(Stored data)
------------------------------
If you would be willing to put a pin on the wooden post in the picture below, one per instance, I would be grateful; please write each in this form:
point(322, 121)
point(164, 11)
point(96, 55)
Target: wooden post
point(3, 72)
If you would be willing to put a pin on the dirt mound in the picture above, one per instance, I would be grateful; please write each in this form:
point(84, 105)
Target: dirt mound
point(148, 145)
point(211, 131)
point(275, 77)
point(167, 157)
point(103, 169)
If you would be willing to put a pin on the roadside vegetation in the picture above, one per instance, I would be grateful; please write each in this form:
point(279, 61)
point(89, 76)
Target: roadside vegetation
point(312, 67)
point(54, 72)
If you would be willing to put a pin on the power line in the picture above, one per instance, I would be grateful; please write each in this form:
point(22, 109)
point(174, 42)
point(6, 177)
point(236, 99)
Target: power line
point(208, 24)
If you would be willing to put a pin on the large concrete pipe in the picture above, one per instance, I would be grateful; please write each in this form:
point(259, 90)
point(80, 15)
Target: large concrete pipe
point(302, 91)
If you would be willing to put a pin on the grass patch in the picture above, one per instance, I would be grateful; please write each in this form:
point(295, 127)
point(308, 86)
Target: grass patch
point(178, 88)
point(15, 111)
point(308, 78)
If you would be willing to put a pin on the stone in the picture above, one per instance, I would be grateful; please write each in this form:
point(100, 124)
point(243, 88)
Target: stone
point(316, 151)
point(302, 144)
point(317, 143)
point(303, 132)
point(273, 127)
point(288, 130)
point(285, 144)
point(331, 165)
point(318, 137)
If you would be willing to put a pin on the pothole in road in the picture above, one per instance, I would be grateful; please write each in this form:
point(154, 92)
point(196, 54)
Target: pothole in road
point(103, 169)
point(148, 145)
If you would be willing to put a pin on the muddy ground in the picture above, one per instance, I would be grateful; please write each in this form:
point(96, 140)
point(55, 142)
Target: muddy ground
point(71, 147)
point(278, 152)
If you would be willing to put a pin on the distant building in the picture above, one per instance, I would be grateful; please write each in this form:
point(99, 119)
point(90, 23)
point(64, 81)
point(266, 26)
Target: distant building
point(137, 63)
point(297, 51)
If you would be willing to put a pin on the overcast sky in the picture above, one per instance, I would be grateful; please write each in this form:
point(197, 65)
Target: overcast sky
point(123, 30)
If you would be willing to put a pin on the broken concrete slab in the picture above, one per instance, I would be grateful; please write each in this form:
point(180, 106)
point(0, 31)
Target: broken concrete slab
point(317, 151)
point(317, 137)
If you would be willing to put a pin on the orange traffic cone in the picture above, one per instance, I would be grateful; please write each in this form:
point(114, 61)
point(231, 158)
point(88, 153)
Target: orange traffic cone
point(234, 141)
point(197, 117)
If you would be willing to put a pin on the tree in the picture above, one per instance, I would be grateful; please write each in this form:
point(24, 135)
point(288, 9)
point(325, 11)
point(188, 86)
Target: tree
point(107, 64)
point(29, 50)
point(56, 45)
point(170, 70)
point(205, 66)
------------------------------
▶ [What you are asked to do]
Rewrite the data above, swapping every occurrence of "put a pin on" for "place a marker on" and leaving everything else as it is.

▶ [Exercise solution]
If you would be willing to place a marker on the wooden post in the picture below, one per instance, I would be grateful; please write each in this form:
point(322, 121)
point(164, 11)
point(96, 55)
Target: wooden post
point(3, 72)
If you would be willing to place a marker on the dirt mound in the picture above, one per instance, I would be grateful; please write each in this form:
point(84, 105)
Target: dirt mound
point(148, 145)
point(211, 131)
point(275, 77)
point(167, 157)
point(103, 169)
If you would be willing to place a marker on the roadside vegetation in the picture above, one per instance, I would be grateful; please write each in this form:
point(279, 61)
point(89, 76)
Target: roadside vegetation
point(312, 67)
point(54, 72)
If you would be willing to place a marker on the power line in the picture above, one per instance, I would be grateful; please write each in this form:
point(22, 109)
point(174, 42)
point(6, 177)
point(236, 99)
Target: power line
point(208, 24)
If you would be willing to place a marker on the large concrete pipe in the picture above, one per instance, I would be grateful; please write each in this form:
point(259, 90)
point(80, 15)
Target: large concrete pipe
point(302, 91)
If you would be willing to place a marker on the grass patch in the picture above, one per instance, I would be grateful; please write each in this form:
point(295, 127)
point(308, 86)
Target: grass patch
point(178, 88)
point(15, 111)
point(308, 78)
If you would be willing to place a marker on the stone in the picture above, one per instance, I would be grateful; please write each in this form:
point(100, 124)
point(243, 88)
Target: stone
point(316, 151)
point(302, 144)
point(317, 143)
point(303, 132)
point(273, 127)
point(288, 130)
point(285, 144)
point(331, 165)
point(318, 137)
If you would be willing to place a marker on the pothole in road in the picture above, one per instance, I would be grateful; please write each in this form:
point(154, 92)
point(196, 54)
Target: pothole in road
point(103, 169)
point(148, 145)
If you would be willing to place a marker on the muddy ground in the picture above, one per instance, I would be grateful; please write each in this form:
point(96, 140)
point(55, 142)
Target: muddy ground
point(71, 147)
point(278, 152)
If you would be willing to place a marker on the distant building in the picture above, one per instance, I would be grateful; please write each in this form:
point(99, 119)
point(90, 23)
point(64, 81)
point(266, 26)
Target: distant building
point(137, 63)
point(297, 51)
If you would be willing to place a marker on the overcast sky in the picture above, one per instance, I would be grateful; please write each in this form:
point(197, 65)
Target: overcast sky
point(123, 30)
If you would be willing to place a marker on the broken concrete slab in the picture above, one per instance, I would be grateful; please write each in this form:
point(180, 106)
point(0, 31)
Target: broken concrete slab
point(317, 151)
point(317, 137)
If you would be willing to place a marker on the orange traffic cone in the picture above, one per instance, I would be grateful; please write each in this form:
point(114, 61)
point(231, 158)
point(88, 153)
Target: orange traffic cone
point(234, 141)
point(197, 117)
If you would be willing to place a marker on the tree in the picture above, one per instance, I would be grateful; please write each in this form:
point(24, 135)
point(288, 9)
point(325, 11)
point(188, 86)
Target: tree
point(107, 64)
point(29, 50)
point(56, 45)
point(170, 70)
point(205, 66)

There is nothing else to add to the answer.